--- START OF Extracted records ---
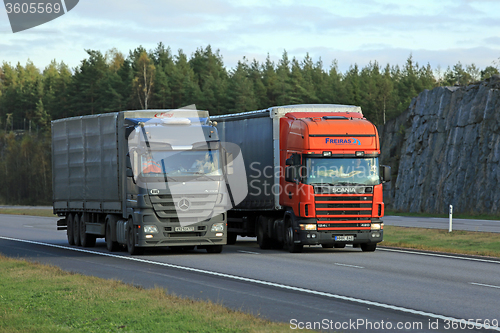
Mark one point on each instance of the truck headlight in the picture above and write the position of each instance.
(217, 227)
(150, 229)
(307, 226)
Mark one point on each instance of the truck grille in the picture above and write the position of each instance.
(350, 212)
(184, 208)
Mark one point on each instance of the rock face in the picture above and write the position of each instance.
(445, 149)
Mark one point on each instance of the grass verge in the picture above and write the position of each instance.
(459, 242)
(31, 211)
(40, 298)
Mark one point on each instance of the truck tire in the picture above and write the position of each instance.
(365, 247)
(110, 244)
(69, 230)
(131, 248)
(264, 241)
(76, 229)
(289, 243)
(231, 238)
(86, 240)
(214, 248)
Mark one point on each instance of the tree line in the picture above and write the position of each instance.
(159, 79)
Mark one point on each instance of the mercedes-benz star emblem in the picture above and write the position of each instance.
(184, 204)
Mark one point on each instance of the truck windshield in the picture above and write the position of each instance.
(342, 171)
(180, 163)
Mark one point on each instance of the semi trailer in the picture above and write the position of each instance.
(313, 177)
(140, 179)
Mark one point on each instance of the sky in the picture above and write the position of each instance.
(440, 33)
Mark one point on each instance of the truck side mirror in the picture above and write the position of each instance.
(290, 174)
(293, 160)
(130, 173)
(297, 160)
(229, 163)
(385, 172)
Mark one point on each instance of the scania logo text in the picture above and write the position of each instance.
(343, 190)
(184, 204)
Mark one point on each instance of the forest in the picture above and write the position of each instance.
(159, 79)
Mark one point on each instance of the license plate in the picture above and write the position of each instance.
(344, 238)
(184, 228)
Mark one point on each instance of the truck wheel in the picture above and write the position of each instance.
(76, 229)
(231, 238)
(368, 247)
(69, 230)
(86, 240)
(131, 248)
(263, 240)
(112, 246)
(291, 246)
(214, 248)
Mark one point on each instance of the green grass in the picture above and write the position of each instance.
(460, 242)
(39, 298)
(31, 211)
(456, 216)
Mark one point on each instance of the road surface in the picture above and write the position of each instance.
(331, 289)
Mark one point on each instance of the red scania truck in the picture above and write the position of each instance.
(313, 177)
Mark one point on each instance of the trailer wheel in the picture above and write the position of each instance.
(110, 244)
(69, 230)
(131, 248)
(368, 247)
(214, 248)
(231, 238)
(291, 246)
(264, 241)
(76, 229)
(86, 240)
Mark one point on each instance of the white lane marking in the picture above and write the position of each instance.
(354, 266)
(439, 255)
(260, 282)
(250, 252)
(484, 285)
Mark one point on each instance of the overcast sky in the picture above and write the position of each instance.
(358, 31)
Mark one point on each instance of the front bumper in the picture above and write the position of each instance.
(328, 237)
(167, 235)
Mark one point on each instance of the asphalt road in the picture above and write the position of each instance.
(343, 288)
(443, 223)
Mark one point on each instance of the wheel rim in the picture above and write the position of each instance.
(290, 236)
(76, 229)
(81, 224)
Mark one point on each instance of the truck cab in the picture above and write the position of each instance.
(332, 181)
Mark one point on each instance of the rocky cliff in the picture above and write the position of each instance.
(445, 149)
--- END OF Extracted records ---
To do
Copy the records above, from the line containing "Mark one point on each instance of the asphalt" through the end of the records, reproducing every line unchanged.

Answer in full
Mark one point on each instance of the asphalt road in the picture above and write the position of each instance.
(343, 288)
(443, 223)
Mark one point on each instance of the wheel rim in the picture above and write the position of each instance.
(290, 236)
(76, 229)
(81, 224)
Mark one point on each instance of the truck cab in the picture above and write the position of each instance.
(332, 181)
Mark one point on each instance of the rocky cliff in the picture above and write the position of each instance.
(445, 149)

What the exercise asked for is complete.